An exact copy of every entry is the answer here, with no pictures.

################

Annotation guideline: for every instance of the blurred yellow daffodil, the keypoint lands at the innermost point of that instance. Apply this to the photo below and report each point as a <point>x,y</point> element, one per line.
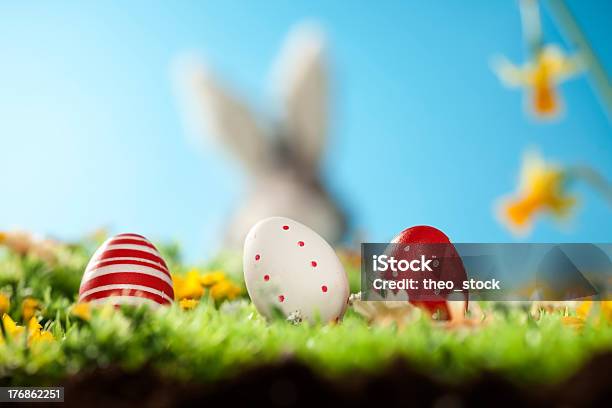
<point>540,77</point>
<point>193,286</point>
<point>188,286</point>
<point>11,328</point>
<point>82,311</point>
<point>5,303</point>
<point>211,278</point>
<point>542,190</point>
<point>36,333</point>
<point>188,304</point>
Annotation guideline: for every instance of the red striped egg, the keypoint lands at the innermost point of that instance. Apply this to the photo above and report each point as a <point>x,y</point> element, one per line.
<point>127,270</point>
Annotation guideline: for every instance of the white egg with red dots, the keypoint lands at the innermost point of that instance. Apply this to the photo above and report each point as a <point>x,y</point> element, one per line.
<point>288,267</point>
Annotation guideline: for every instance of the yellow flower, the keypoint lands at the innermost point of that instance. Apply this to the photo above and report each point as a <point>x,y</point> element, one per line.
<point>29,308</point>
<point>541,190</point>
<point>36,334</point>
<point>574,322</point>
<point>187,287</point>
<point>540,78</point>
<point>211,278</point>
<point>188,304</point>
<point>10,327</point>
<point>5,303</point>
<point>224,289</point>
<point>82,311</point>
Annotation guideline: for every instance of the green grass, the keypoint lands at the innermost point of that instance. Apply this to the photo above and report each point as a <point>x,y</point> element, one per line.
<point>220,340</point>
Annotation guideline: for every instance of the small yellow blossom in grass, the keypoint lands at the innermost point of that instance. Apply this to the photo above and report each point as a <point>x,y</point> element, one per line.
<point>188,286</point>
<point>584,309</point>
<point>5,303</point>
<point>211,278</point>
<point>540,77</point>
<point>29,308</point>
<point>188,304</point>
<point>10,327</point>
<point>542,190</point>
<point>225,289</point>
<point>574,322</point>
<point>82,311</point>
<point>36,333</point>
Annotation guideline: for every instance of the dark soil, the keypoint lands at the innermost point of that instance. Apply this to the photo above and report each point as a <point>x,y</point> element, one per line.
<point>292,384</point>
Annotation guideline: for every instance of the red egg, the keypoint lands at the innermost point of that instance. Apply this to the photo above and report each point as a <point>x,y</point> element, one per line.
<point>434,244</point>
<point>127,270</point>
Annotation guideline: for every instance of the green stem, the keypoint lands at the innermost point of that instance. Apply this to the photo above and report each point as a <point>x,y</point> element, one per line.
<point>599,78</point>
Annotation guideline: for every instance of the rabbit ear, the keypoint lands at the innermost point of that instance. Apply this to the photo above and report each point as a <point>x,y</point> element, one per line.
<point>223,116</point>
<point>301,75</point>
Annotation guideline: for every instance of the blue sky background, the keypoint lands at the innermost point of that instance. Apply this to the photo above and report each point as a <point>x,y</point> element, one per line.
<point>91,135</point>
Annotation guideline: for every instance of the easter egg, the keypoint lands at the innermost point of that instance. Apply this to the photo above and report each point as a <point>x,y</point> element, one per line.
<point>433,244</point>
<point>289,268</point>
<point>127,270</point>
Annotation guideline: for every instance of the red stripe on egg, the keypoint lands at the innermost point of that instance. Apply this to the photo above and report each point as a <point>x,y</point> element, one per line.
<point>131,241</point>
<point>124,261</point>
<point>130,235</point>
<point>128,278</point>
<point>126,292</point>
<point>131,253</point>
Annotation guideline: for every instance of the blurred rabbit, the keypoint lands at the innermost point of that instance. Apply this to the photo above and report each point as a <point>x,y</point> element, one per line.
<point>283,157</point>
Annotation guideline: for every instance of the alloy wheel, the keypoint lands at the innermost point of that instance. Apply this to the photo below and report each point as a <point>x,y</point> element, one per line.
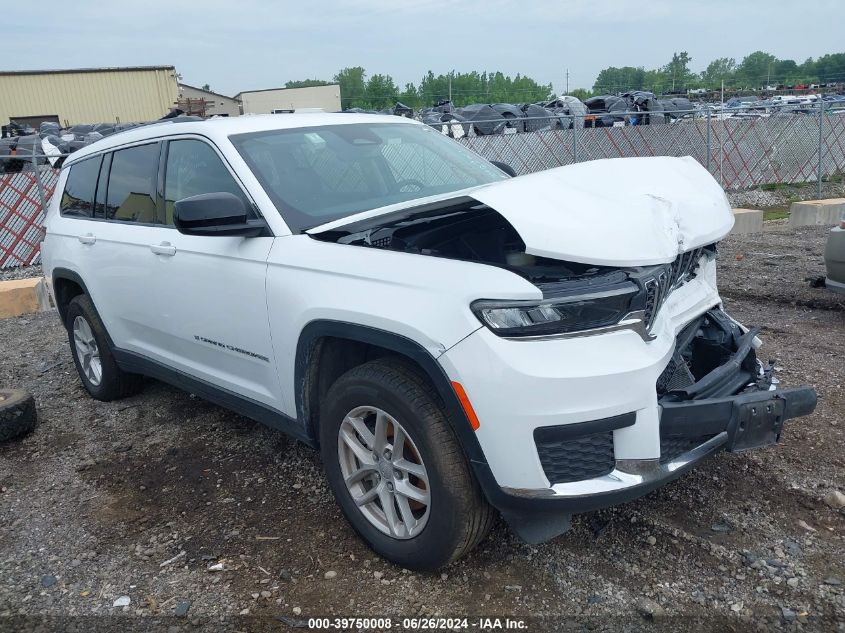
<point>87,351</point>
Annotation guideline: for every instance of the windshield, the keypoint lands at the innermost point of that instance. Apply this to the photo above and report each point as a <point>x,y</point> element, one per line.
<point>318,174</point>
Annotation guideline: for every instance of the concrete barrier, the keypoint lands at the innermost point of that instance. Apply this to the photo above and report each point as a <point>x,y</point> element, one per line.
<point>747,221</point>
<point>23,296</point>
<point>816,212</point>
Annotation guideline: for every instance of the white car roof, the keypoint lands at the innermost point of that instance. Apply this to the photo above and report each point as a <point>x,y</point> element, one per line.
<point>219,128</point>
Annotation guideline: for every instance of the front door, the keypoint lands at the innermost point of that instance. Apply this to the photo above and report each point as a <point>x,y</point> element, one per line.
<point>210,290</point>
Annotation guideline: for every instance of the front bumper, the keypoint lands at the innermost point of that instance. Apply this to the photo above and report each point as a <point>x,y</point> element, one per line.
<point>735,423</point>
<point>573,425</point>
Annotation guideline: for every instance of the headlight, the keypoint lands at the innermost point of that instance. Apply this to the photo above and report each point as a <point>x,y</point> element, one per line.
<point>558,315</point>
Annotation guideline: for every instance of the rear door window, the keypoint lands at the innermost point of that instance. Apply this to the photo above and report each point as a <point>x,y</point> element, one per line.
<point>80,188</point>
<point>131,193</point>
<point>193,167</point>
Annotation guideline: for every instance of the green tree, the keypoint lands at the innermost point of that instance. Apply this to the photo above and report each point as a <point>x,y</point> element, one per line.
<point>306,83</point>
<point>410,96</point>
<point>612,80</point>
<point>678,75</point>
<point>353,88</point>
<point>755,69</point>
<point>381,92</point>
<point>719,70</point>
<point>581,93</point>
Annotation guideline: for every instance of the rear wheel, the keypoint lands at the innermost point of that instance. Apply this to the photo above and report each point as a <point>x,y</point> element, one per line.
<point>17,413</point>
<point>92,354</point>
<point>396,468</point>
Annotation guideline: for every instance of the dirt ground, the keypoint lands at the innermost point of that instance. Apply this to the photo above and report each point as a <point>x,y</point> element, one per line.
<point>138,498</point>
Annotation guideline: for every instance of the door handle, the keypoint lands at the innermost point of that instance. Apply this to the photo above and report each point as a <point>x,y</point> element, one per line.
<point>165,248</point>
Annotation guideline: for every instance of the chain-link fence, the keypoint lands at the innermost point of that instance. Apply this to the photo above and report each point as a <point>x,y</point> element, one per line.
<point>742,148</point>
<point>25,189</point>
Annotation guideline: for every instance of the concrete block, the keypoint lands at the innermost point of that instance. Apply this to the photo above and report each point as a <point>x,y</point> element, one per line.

################

_RESULT_
Annotation guideline: for every instance of the blurred yellow daffodil, the keypoint lands at the innermost point of that instance. Apply this to the photo below and report each point as a <point>x,y</point> element, one per line.
<point>540,77</point>
<point>193,286</point>
<point>188,286</point>
<point>11,328</point>
<point>82,311</point>
<point>5,303</point>
<point>211,278</point>
<point>542,190</point>
<point>36,333</point>
<point>188,304</point>
Annotation guideline: for every instance of the red striped egg, the keypoint lands at the innermost point of that instance. Apply this to the photo above and report each point as a <point>x,y</point> element, one per line.
<point>127,270</point>
Annotation guideline: for every instance of the white egg with red dots, the keypoint lands at the innermost point of that instance. Apply this to the photo above and report each point as a <point>x,y</point> element, one per line.
<point>288,267</point>
Annotation guideline: for every instance of the yellow flower, the keypoint lands at the innermost point of that instance. Apply this to the photo above and report each point as a <point>x,y</point> element, one per line.
<point>29,308</point>
<point>541,190</point>
<point>36,334</point>
<point>574,322</point>
<point>187,287</point>
<point>540,78</point>
<point>211,278</point>
<point>188,304</point>
<point>10,327</point>
<point>5,303</point>
<point>224,289</point>
<point>82,311</point>
Annotation guideline: for every instance of the green grass, the keypoint lands at the innermost point of that instance. Apply this to the photo above and report each point as a <point>x,y</point> element, one per line.
<point>220,340</point>
Annotation guideline: for every instance of the small yellow blossom in grass, the keypoint lands at the innermost point of that instance. Apply this to the photo above and report each point as a <point>x,y</point> element, one per line.
<point>188,286</point>
<point>584,309</point>
<point>5,303</point>
<point>211,278</point>
<point>540,77</point>
<point>29,308</point>
<point>188,304</point>
<point>10,327</point>
<point>542,190</point>
<point>225,289</point>
<point>574,322</point>
<point>82,311</point>
<point>36,333</point>
Annotation guideline: for every instance of the dark soil, the keypoint lands at the innermost point of that instance. Apply this to the photo above and report each point as a <point>x,y</point> element, one per line.
<point>292,384</point>
Annotation guideline: for every instance of the red egg, the keypoint lands at the innermost point of that instance. Apply this to the photo above and report each point as a <point>x,y</point> element, one per line.
<point>434,244</point>
<point>127,270</point>
Annotation guideline: for every instance of the green stem, the keypoint lands at the innermost point of that instance. Apply this to the photo above and report each point as a <point>x,y</point> element, one per line.
<point>599,78</point>
Annotation guideline: for every instance of the rabbit ear, the keypoint lands at the innermost point of that instance. Apply this to the photo above and report each point as a <point>x,y</point> element, one per line.
<point>223,116</point>
<point>301,75</point>
Annotation guideline: for every instance of the blue sky background, the keypoint lands at the innermost point of that instance. Apply this to the photo above and report each point as a <point>x,y</point> element, one per line.
<point>91,135</point>
Annotation guideline: for every instance of the easter egg, the keypoint lands at the innermost point of that instance. Apply this to the photo above and report each point as a <point>x,y</point> element, one per line.
<point>433,244</point>
<point>289,268</point>
<point>127,270</point>
Annotation guideline: for every instance of the red stripe on egg, the keypoint lands at the innermost point of that instance. Apply this to the photo above and report each point as a <point>x,y</point> element, one per line.
<point>131,241</point>
<point>124,261</point>
<point>130,235</point>
<point>128,278</point>
<point>126,292</point>
<point>131,253</point>
Annotation guideline: for every instance of the blurred rabbit, the keypoint lands at the innermost point of that instance. Apply this to the photo above and report each point as a <point>x,y</point> element, one per line.
<point>283,157</point>
Annotation guideline: for every instance of the alloy wheel, the keypoint lands at the innermost point of that instance. Apply this to the photo below and report each point as a <point>x,y</point> element, one per line.
<point>87,351</point>
Annotation guideline: for every instance of the windshield, the keypoint lands at the innermost point of that instance. Apply this to the photo above and report each point as a <point>x,y</point> element, one per line.
<point>318,174</point>
Annotation guideline: for every instance of the concrete barrier, the keypoint lands at the innermost point of that instance. Apply this to the photo above and report each point as a <point>x,y</point> element, one per line.
<point>747,221</point>
<point>23,296</point>
<point>816,212</point>
Annotation guideline: for every instance of the white car roof, the keypoint lands at the innermost point of that instance. Apply this to the photo above and report each point as a <point>x,y</point> element, one per line.
<point>219,128</point>
Annotation guideline: for every instance of the front door, the keypoint lands at the innermost point of that instance. Apply this to the photo above and report each point as a <point>x,y</point> element, one per line.
<point>210,290</point>
Annotation guideline: for every instance of the front bumper, the keypoint lands at the innermost point of that instance. Apply this to the photo above and report each point as a <point>x,y</point> element, one per line.
<point>735,423</point>
<point>573,425</point>
Annotation guideline: for every instance of the headlight, the keypoint lands at the innermost point of that instance. Apply this to the photo above and report each point as a <point>x,y</point> element, one per line.
<point>558,315</point>
Annotation guideline: for every instance of the rear door window, the keypoint lands at the innermost point of that instance. Apply this to the photo above and report each point as a <point>x,y</point> element, one per line.
<point>80,188</point>
<point>131,193</point>
<point>193,167</point>
Annotation guideline: for every instance of the green tree, the keypoint lands at the innermost point of that instance. Apply this to the photo above and report each point as a <point>x,y</point> element, one per line.
<point>306,83</point>
<point>410,96</point>
<point>612,80</point>
<point>678,75</point>
<point>353,88</point>
<point>755,69</point>
<point>381,92</point>
<point>719,70</point>
<point>581,93</point>
Annotation guideline: for every instance of the rear wheel, the keypoint lands at the innermost point of that instance. Apply this to the photo above and report each point as a <point>x,y</point> element, one per line.
<point>17,413</point>
<point>92,354</point>
<point>396,468</point>
Annotation guideline: for every instance of the dirt ground, the keypoint lands at the innermost point of that instance. Apply this to the photo above and report each point as a <point>x,y</point> element, one per line.
<point>138,498</point>
Annotation guideline: for every instance of the door handle, the keypoint lands at the innermost point of that instance. Apply this to the photo above and report each point as a <point>x,y</point> element, one per line.
<point>165,248</point>
Annotation guideline: for every instance of the chain-link fence, the keypoint lands at the innermost point of that instance. Apply this to the photo above and report each point as a <point>x,y</point> element, one per line.
<point>742,148</point>
<point>25,189</point>
Annotation guideline: for every instance of the concrete block, the keypoint lands at the innermost point of that instance. Apply this to the photo above and report each point as a <point>x,y</point> element, one per line.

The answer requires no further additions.